> **MATERIAL FOR THIS EXERCISE**
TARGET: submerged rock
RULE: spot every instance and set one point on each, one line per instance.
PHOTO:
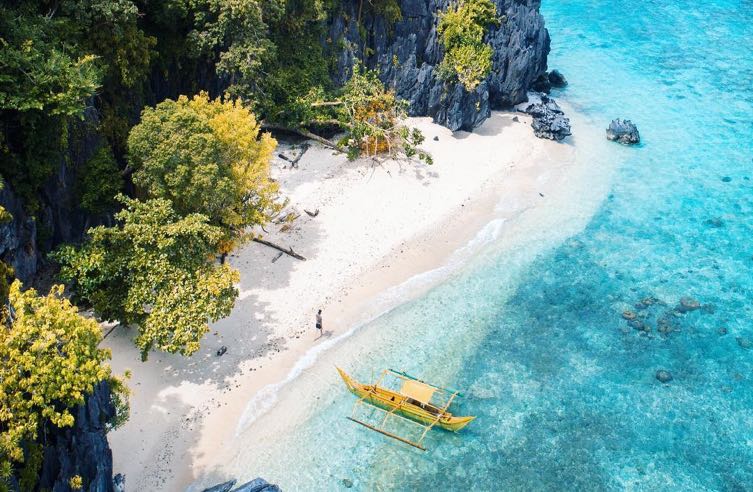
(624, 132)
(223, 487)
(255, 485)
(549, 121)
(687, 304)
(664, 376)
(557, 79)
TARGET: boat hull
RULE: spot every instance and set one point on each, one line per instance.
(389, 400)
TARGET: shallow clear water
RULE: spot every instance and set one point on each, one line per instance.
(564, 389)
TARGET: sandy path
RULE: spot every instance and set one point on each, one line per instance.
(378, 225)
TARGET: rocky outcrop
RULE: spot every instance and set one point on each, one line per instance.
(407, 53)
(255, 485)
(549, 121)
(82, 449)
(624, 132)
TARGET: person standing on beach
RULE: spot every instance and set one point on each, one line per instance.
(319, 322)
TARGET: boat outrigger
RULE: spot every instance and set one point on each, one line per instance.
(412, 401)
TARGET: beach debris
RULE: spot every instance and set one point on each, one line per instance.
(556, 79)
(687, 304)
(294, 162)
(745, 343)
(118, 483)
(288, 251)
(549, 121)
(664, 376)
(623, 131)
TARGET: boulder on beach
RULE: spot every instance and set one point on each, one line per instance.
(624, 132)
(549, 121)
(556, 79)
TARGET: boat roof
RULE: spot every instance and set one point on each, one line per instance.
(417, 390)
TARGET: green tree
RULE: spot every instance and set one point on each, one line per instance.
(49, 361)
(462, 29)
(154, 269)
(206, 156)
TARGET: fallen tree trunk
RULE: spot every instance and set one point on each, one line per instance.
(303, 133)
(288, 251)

> **BRIEF**
Copy out all of the records above word for word, leaving out the pictures.

> **THE RESULT**
TARGET: submerged rock
RULE: spot every instance and set one point on each, one line per instance.
PHOTO:
(624, 132)
(223, 487)
(255, 485)
(549, 121)
(687, 304)
(664, 376)
(557, 79)
TARGET: boat hull
RULE: spot every instance and set one point on each, one line per instance.
(389, 400)
TARGET: shallow clear water
RULE: spot every instance and set one point on each, one line per instance.
(564, 389)
TARGET: sandy path
RULE: spot every instance and set one point on each, one line per instance.
(378, 225)
TARGET: rocky outcrop
RULE: spot every instance and set one point on each, one line per instance.
(407, 53)
(255, 485)
(549, 121)
(82, 449)
(624, 132)
TARGET: person standing on beach
RULE: spot every instance and set one point on each, one line per instance.
(319, 322)
TARGET: boat outrigger
RULE: spot every instance and set one point on each, one line per instance.
(412, 401)
TARGET: beach debris
RULE: spot every instance and set one point on each, one line per instance.
(556, 79)
(687, 304)
(294, 162)
(745, 343)
(118, 483)
(288, 251)
(549, 121)
(664, 376)
(623, 131)
TARGET: boulder on beach
RULE: spot every instance and set one point on each, one line per instance.
(624, 132)
(549, 121)
(556, 79)
TARGET: boat roof
RULE: spot every instance and set one point on each, one line per instance.
(417, 390)
TARGET: green tree
RULE: spot every instance and set one point on each, one line per instance.
(49, 361)
(462, 29)
(154, 269)
(206, 156)
TARGET: fallen tree trunk
RULE: spot every instance and set one point on each, one line per instance.
(303, 133)
(288, 251)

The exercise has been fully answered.